Memorandum by the Royal Society for the
Protection of Birds (IT 42)
THE INTEGRATED TRANSPORT WHITE PAPER
Whilst generally welcoming the Integrated Transport
White Paper the RSPB has a number of serious concerns on specific
issues relating to the conservation of biodiversity that the White
Paper does not fully address. These concerns are as follows:
One-quarter of the UK's greenhouse
gas emissions are transport-related and the transport sector is
by far the fastest growing emission sector. Significant climate
change caused by anthropogenic emissions of greenhouse gases is
likely to severely damage biodiversity leading, in some cases,
to species extinction. The White Paper recognises these facts
but does not adequately address the question of how to reduce
transport-related emissions. Neither do the "daughter"
papers issued so far.
One of the cornerstones of the integrated
transport policy described in the White Paper is the devolution
of a considerable amount of decision-making to local and regional
authorities. Although devolution may have many benefits it is
likely to make achieving quantitative international and national
targets more difficult, especially those concerning greenhouse
gas and acid rain precursor emission reductions. The Paper does
not adequately address the question of how to co-ordinate local
actions so as to achieve national and international targets.
The White Paper contains comparatively
little detail on air, sea and inland waterway transport. Whilst
appreciating that road and rail networks needed urgent consideration,
that daughter papers on the other subjects are to be anticipated
and that international sea and air travel is largely governed
by international agreement, there are a number of wildlife-related
issues in these areas that need to be addressed, some as a logical
consequence of having an integrated transport policy. The RSPB
is especially concerned about increased air travel and the rapid
growth of greenhouse gas emissions resulting from this increase.
The White Paper states that there
will be a strong presumption against transport schemes being approved
in cases where they could significantly (and adversely) affect
biodiversity. The RSPB welcomes this presumption but concerned
that it is apparently watered down, or even contradicted, by statements
in subsequent daughter papers on road appraisal.
The RSPB welcomes the opportunity to contribute
to this inquiry. The White Paper represents a significant step
away from the unsustainable "predict and provide" policy
on roads and towards a more environmentally benign policy based
on a mix of transport modes, including cycling and walking.
However, the RSPB has a number of reservations
about specific aspects of the new policy, the more significant
of which are outlined here. In particular, the RSPB considers
that the White Paper and its "daughter papers" do not
adequately address the problem of climate change and the damage
that this will do to wildlife.
This submission first outlines the RSPB's general
concerns about transport policy and its effects on biodiversity
(Section 2). There then follow sections on specific concerns about
the devolution of decision-making (3.1), transport by air, sea
and inland waterways (3.2), the new appraisal system (3.3) and
the use of economic instruments (3.4).

STATED EXERCISE 1: Which numbered sections does the final paragraph of the RSPB memorandum say the submission contains, and what does each one cover?

DATA TO USE:
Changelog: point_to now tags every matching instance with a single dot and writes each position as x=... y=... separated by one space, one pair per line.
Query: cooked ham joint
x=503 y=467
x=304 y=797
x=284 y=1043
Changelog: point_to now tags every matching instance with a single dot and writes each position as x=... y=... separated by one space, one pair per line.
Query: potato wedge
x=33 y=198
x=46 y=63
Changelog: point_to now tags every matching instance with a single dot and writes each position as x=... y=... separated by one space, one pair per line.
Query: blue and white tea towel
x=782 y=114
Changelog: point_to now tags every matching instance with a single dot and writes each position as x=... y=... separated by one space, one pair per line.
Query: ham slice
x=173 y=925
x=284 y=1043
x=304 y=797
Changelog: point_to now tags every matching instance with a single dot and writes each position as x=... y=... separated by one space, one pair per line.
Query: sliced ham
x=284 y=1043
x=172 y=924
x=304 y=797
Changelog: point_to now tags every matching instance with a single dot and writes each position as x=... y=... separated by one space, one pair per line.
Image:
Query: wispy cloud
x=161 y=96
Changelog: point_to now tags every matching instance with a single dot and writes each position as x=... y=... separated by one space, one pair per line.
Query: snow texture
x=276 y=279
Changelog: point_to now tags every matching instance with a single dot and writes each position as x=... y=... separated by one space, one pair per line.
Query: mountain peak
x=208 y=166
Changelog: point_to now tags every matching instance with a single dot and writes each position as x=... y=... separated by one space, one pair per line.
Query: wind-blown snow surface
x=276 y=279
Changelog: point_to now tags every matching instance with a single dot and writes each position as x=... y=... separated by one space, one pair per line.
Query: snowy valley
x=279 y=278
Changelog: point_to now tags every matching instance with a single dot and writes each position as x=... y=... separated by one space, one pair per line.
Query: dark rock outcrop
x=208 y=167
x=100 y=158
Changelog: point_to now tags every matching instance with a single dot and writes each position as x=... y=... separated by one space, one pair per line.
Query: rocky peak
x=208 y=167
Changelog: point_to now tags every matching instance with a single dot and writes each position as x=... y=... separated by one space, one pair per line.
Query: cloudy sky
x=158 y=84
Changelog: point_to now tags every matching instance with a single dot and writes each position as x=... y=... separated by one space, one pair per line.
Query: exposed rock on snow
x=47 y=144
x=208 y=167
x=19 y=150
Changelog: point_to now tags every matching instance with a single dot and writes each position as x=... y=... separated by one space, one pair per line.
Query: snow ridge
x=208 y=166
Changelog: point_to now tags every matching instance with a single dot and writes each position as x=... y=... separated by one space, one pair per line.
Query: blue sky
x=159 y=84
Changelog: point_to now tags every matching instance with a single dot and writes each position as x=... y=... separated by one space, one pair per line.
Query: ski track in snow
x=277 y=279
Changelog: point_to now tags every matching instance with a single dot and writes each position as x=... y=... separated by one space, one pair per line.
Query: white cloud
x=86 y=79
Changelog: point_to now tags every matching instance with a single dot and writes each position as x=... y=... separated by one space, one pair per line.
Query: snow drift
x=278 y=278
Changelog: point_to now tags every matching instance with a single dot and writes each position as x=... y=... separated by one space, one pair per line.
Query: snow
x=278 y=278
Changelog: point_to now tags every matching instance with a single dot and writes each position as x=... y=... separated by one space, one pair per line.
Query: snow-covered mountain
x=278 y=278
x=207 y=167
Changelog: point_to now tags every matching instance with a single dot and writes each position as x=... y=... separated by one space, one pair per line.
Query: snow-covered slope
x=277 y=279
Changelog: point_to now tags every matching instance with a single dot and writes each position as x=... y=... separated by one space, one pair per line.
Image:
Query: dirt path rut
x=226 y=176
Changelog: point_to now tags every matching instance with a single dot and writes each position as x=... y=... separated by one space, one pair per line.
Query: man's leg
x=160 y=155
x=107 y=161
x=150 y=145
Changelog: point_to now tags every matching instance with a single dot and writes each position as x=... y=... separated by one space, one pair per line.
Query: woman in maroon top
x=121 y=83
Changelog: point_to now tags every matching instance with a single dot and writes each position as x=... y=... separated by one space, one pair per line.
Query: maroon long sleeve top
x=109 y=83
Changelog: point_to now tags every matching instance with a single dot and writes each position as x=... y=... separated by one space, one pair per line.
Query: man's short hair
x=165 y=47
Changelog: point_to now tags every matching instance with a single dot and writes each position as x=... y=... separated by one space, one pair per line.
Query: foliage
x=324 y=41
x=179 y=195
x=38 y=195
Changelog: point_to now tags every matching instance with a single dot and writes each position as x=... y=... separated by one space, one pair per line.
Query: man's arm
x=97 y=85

STATED EXERCISE 2: Which lines of the records contain the string "blue"? Collect each of them.

TASK OUTPUT 1:
- Section 2: the RSPB's general concerns about transport policy and its effects on biodiversity
- Section 3.1: the devolution of decision-making
- Section 3.2: transport by air, sea and inland waterways
- Section 3.3: the new appraisal system
- Section 3.4: the use of economic instruments

TASK OUTPUT 2:
Query: blue and white tea towel
Query: blue sky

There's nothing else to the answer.